• Objective: Rewrite these lines with "flower bed" changed to "garden bed" everywhere it occurs, keeping everything else the same. Leave the pictures out of your answer.

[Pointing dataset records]
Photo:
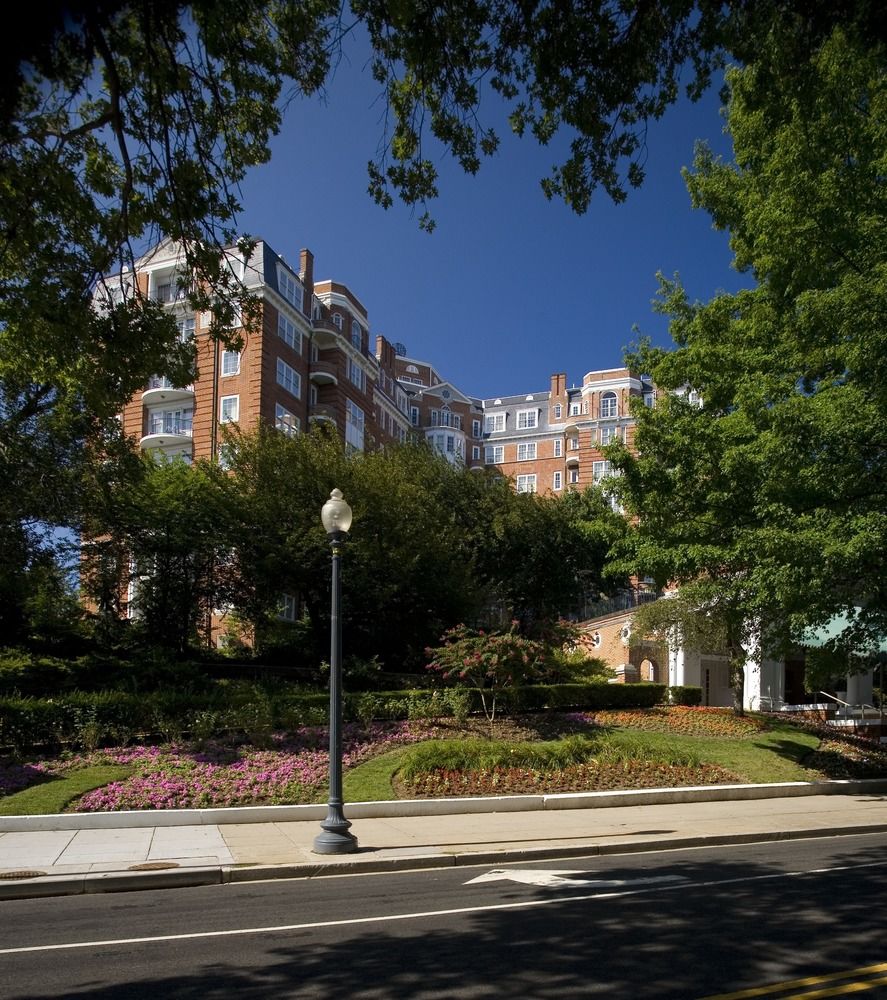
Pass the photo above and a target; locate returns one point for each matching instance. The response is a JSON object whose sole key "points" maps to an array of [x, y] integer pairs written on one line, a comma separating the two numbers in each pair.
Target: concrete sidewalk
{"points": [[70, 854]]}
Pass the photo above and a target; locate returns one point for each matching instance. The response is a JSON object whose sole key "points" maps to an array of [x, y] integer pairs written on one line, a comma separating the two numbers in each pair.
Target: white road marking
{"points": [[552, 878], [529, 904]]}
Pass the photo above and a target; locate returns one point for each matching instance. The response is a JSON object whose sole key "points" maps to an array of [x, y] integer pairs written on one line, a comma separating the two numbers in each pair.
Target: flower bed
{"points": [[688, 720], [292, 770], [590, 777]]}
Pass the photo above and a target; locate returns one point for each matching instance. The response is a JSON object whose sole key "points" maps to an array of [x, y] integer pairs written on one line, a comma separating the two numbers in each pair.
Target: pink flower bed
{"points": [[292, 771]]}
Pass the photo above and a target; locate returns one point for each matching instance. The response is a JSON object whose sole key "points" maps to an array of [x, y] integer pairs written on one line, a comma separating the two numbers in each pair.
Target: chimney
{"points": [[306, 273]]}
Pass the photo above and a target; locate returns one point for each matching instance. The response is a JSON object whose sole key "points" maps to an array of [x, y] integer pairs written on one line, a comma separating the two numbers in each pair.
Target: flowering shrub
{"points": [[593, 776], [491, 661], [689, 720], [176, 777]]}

• Solution to the problem:
Photo:
Pass the photo above and a target; locate returns one point for each matching instance. The response is a JSON object whose sole key "points" maps to an array of [x, y] integer pairs written on one line, a comma separating the two numbers in each pair.
Target: concrete sidewalk
{"points": [[70, 854]]}
Pass the photo above and a target; locate returns one point for each matching instance. The response is a JSON object whose sole key "points" maps to an array of [x, y] integer pairs written on one line, a comma separating the two numbers in each pair.
Target: white road marking
{"points": [[552, 878], [529, 904]]}
Pass the photo above and a target; locate returns one point for each matching instance. The response is a JSON object whose sole key "points" maps to an array of [x, y] integer pairs written on one line, a comma separating the two numbers in each pair.
Target: garden bed
{"points": [[688, 720], [292, 770], [590, 777]]}
Pass the photo above and a target; locate returns one point for each matching instance. The response is a JSON object whose sole key "points" maps to an array of [x, y] integer pairs written on one line, a comma separating the two numbers in each pair.
Target: pink garden bed
{"points": [[292, 771]]}
Pass the photo above and a target; locate returns one point for each matching instance. The response is a JSON object whose sole key "points" maps to an array of [x, y] integer pairs written on one line, a comma separating the two numbers in each pair.
Target: chimney
{"points": [[306, 273]]}
Pass the photo above and a target; locate returns one point for each matching instance. The response is a JSON object whose sole key "points" maps to an array of [x, y] integer pairs written on one line, a comma separating the two numbers in each pair.
Target: flowering shrub
{"points": [[593, 776], [491, 661], [689, 720], [176, 777]]}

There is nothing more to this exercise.